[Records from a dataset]
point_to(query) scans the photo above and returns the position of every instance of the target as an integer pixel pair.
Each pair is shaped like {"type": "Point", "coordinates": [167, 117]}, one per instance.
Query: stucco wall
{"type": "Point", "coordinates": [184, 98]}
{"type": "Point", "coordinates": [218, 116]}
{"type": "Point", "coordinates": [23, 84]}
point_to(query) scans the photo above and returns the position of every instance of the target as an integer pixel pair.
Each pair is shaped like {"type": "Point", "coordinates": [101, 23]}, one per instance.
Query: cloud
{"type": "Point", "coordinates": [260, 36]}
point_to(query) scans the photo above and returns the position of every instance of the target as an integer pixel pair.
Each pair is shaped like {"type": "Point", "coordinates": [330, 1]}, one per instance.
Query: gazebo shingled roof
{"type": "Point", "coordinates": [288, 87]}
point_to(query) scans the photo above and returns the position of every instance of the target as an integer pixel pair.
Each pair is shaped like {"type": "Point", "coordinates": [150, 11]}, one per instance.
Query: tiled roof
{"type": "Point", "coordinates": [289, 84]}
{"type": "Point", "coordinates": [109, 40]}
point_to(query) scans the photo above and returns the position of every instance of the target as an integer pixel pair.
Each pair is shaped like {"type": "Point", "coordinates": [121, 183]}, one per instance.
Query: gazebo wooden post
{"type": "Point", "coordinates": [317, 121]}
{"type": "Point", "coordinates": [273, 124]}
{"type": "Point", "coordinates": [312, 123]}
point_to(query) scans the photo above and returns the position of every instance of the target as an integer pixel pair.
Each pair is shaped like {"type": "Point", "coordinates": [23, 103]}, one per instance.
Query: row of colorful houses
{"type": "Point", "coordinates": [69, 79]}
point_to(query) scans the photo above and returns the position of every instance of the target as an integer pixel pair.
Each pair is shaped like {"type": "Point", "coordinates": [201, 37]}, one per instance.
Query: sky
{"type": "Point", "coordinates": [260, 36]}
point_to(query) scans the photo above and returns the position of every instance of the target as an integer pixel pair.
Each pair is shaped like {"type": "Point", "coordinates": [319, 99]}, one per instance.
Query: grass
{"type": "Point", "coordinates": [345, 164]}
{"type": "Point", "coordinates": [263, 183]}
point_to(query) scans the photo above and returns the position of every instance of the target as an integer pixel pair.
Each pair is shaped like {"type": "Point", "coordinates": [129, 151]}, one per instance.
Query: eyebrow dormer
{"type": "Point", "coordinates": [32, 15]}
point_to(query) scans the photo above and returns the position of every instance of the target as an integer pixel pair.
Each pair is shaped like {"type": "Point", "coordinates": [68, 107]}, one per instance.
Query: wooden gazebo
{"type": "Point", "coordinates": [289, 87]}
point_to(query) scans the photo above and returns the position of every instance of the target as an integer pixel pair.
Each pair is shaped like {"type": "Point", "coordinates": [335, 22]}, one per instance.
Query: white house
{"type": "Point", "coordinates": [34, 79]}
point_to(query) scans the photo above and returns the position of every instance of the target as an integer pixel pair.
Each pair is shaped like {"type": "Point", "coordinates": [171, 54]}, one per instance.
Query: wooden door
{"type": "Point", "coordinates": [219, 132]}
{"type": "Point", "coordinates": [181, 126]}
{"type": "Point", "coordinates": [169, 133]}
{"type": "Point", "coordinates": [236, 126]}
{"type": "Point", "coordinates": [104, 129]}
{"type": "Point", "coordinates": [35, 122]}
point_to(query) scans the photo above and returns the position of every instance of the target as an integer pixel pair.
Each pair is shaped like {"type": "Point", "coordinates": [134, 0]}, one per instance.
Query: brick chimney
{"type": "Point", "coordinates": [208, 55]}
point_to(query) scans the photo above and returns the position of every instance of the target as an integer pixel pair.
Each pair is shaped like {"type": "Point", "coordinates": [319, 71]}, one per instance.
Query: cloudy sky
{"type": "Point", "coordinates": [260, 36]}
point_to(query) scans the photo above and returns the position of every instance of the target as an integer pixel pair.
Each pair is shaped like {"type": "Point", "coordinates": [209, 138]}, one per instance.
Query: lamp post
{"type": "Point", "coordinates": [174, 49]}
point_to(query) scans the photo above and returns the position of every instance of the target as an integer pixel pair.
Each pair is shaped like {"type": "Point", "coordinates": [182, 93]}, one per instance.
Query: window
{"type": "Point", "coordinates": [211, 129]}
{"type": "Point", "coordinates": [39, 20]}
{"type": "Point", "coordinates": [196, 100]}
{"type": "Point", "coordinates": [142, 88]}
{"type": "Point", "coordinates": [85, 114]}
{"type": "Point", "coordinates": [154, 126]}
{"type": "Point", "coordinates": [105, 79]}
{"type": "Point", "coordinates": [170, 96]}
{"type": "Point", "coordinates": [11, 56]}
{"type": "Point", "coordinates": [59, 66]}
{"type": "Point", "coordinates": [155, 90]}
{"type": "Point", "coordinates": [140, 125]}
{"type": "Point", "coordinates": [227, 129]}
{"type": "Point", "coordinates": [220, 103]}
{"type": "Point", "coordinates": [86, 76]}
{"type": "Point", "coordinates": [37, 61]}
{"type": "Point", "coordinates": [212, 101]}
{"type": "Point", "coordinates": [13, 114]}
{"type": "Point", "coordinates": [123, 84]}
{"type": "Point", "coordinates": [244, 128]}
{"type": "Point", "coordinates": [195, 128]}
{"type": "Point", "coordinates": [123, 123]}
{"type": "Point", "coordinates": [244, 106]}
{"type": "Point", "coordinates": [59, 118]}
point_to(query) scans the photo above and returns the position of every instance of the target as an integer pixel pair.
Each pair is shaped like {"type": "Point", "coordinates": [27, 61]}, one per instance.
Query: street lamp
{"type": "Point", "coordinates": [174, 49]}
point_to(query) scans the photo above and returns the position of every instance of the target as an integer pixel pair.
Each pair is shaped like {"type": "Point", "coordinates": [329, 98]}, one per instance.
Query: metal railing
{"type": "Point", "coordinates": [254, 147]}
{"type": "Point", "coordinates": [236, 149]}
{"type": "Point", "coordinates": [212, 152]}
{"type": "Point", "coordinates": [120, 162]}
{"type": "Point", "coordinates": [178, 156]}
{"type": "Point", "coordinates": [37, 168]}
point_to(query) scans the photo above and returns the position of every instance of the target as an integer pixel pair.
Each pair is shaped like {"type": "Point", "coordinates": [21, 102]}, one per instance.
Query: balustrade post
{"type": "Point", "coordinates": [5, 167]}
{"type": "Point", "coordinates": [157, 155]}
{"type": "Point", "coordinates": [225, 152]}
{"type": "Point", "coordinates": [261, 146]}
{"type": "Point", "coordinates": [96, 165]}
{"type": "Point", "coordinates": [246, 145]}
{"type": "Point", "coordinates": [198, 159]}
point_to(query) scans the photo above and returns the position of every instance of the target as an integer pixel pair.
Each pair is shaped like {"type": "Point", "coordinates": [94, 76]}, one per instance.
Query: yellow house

§ **INSTRUCTION**
Write the entries again, exactly as they stand.

§ **THE OUTPUT**
point_to(query) scans the photo above and returns the position of every instance of the target as an integer pixel pair.
Each pair is shaped like {"type": "Point", "coordinates": [167, 117]}, one per instance.
Query: stucco wall
{"type": "Point", "coordinates": [184, 98]}
{"type": "Point", "coordinates": [218, 116]}
{"type": "Point", "coordinates": [23, 84]}
point_to(query) scans the photo above and returns the position of every instance of the target as an integer pixel pair.
Each pair is shaped like {"type": "Point", "coordinates": [101, 23]}, one per instance.
Query: cloud
{"type": "Point", "coordinates": [260, 36]}
point_to(query) scans the photo above and returns the position of every instance of the target as an integer pixel pair.
Each pair is shaped like {"type": "Point", "coordinates": [330, 1]}, one per instance.
Query: gazebo shingled roof
{"type": "Point", "coordinates": [288, 87]}
point_to(query) scans the photo above and returns the position of every instance of the target as an integer pixel pair.
Each pair is shaped like {"type": "Point", "coordinates": [150, 11]}, one per instance.
Query: tiled roof
{"type": "Point", "coordinates": [289, 84]}
{"type": "Point", "coordinates": [109, 40]}
point_to(query) scans the photo above and returns the position of every instance of the target as an integer pixel pair.
Each pair is shaped like {"type": "Point", "coordinates": [121, 183]}, one per instance.
Query: gazebo wooden post
{"type": "Point", "coordinates": [317, 121]}
{"type": "Point", "coordinates": [273, 124]}
{"type": "Point", "coordinates": [312, 123]}
point_to(query) scans the photo above and returns the position of every instance of the target as an integer pixel pair.
Each pair is shaped like {"type": "Point", "coordinates": [23, 103]}, one per instance.
Query: row of colorful houses
{"type": "Point", "coordinates": [69, 79]}
point_to(query) scans the photo above and returns the position of every instance of the target as an integer pixel pair.
Each pair is shaped like {"type": "Point", "coordinates": [201, 37]}, one per instance.
Query: sky
{"type": "Point", "coordinates": [260, 36]}
point_to(query) scans the photo above and returns the position of every instance of the target as an integer pixel pair.
Each pair is shaped like {"type": "Point", "coordinates": [319, 99]}, one per instance.
Query: grass
{"type": "Point", "coordinates": [345, 164]}
{"type": "Point", "coordinates": [263, 183]}
point_to(query) scans the photo above and returns the position of every instance of the target as an integer pixel pair.
Each pair is shaped like {"type": "Point", "coordinates": [129, 151]}, one per instance.
Query: eyebrow dormer
{"type": "Point", "coordinates": [32, 15]}
point_to(query) scans the photo above and returns the position of every instance of the target as an integer pixel pair.
Each pair is shaped like {"type": "Point", "coordinates": [68, 107]}, one per instance.
Query: wooden gazebo
{"type": "Point", "coordinates": [289, 87]}
point_to(query) scans the photo above and returns the position of every instance of the target as an integer pixel pair.
Each pair is shaped like {"type": "Point", "coordinates": [335, 22]}, one per instance.
Query: white house
{"type": "Point", "coordinates": [34, 79]}
point_to(query) scans the photo above and returns the position of every instance of the target as an integer pixel pair.
Each pair is shaped like {"type": "Point", "coordinates": [171, 54]}, one per instance.
Query: wooden door
{"type": "Point", "coordinates": [219, 132]}
{"type": "Point", "coordinates": [181, 126]}
{"type": "Point", "coordinates": [169, 133]}
{"type": "Point", "coordinates": [236, 126]}
{"type": "Point", "coordinates": [104, 129]}
{"type": "Point", "coordinates": [35, 122]}
point_to(query) scans the photo above and returns the position of every instance of the target as an integer pixel pair.
Each pair is shaped like {"type": "Point", "coordinates": [134, 0]}, one per instance.
Query: brick chimney
{"type": "Point", "coordinates": [208, 55]}
point_to(query) scans the photo above and returns the position of every instance of the target as an integer pixel pair.
Each pair is shaped like {"type": "Point", "coordinates": [319, 71]}, one per instance.
Query: cloudy sky
{"type": "Point", "coordinates": [260, 36]}
point_to(query) scans the photo above and returns the position of every instance of the target as an integer pixel pair.
Each pair is shaped like {"type": "Point", "coordinates": [209, 138]}, one per instance.
Query: lamp post
{"type": "Point", "coordinates": [174, 49]}
point_to(query) scans the photo above and returns the position of every instance of the target as an integer pixel pair.
Each pair is shaped like {"type": "Point", "coordinates": [182, 93]}, one per instance.
Query: window
{"type": "Point", "coordinates": [211, 129]}
{"type": "Point", "coordinates": [39, 20]}
{"type": "Point", "coordinates": [196, 100]}
{"type": "Point", "coordinates": [142, 88]}
{"type": "Point", "coordinates": [85, 114]}
{"type": "Point", "coordinates": [154, 126]}
{"type": "Point", "coordinates": [105, 79]}
{"type": "Point", "coordinates": [170, 96]}
{"type": "Point", "coordinates": [11, 56]}
{"type": "Point", "coordinates": [59, 66]}
{"type": "Point", "coordinates": [155, 90]}
{"type": "Point", "coordinates": [140, 125]}
{"type": "Point", "coordinates": [227, 129]}
{"type": "Point", "coordinates": [220, 103]}
{"type": "Point", "coordinates": [86, 76]}
{"type": "Point", "coordinates": [37, 61]}
{"type": "Point", "coordinates": [212, 101]}
{"type": "Point", "coordinates": [13, 114]}
{"type": "Point", "coordinates": [123, 84]}
{"type": "Point", "coordinates": [244, 128]}
{"type": "Point", "coordinates": [195, 128]}
{"type": "Point", "coordinates": [123, 123]}
{"type": "Point", "coordinates": [244, 106]}
{"type": "Point", "coordinates": [59, 118]}
point_to(query) scans the photo above and returns the position of every instance of the target as an integer pixel pair.
Each pair is shaped like {"type": "Point", "coordinates": [27, 61]}, one per instance.
Query: street lamp
{"type": "Point", "coordinates": [174, 49]}
point_to(query) scans the photo above and returns the position of every instance of the target as an integer pixel pair.
Each pair is shaped like {"type": "Point", "coordinates": [329, 98]}, one per instance.
Query: metal railing
{"type": "Point", "coordinates": [254, 147]}
{"type": "Point", "coordinates": [236, 149]}
{"type": "Point", "coordinates": [212, 152]}
{"type": "Point", "coordinates": [120, 162]}
{"type": "Point", "coordinates": [178, 156]}
{"type": "Point", "coordinates": [37, 168]}
point_to(query) scans the photo above and returns the position of every instance of the target as an integer pixel pair.
Each pair is shaped like {"type": "Point", "coordinates": [21, 102]}, one per instance.
Query: balustrade post
{"type": "Point", "coordinates": [5, 167]}
{"type": "Point", "coordinates": [157, 155]}
{"type": "Point", "coordinates": [225, 152]}
{"type": "Point", "coordinates": [261, 146]}
{"type": "Point", "coordinates": [96, 165]}
{"type": "Point", "coordinates": [246, 145]}
{"type": "Point", "coordinates": [198, 159]}
point_to(query) scans the photo above and returns the position of every instance of the target as an integer pixel pair.
Each pair is shaped like {"type": "Point", "coordinates": [94, 76]}, one per instance.
Query: yellow house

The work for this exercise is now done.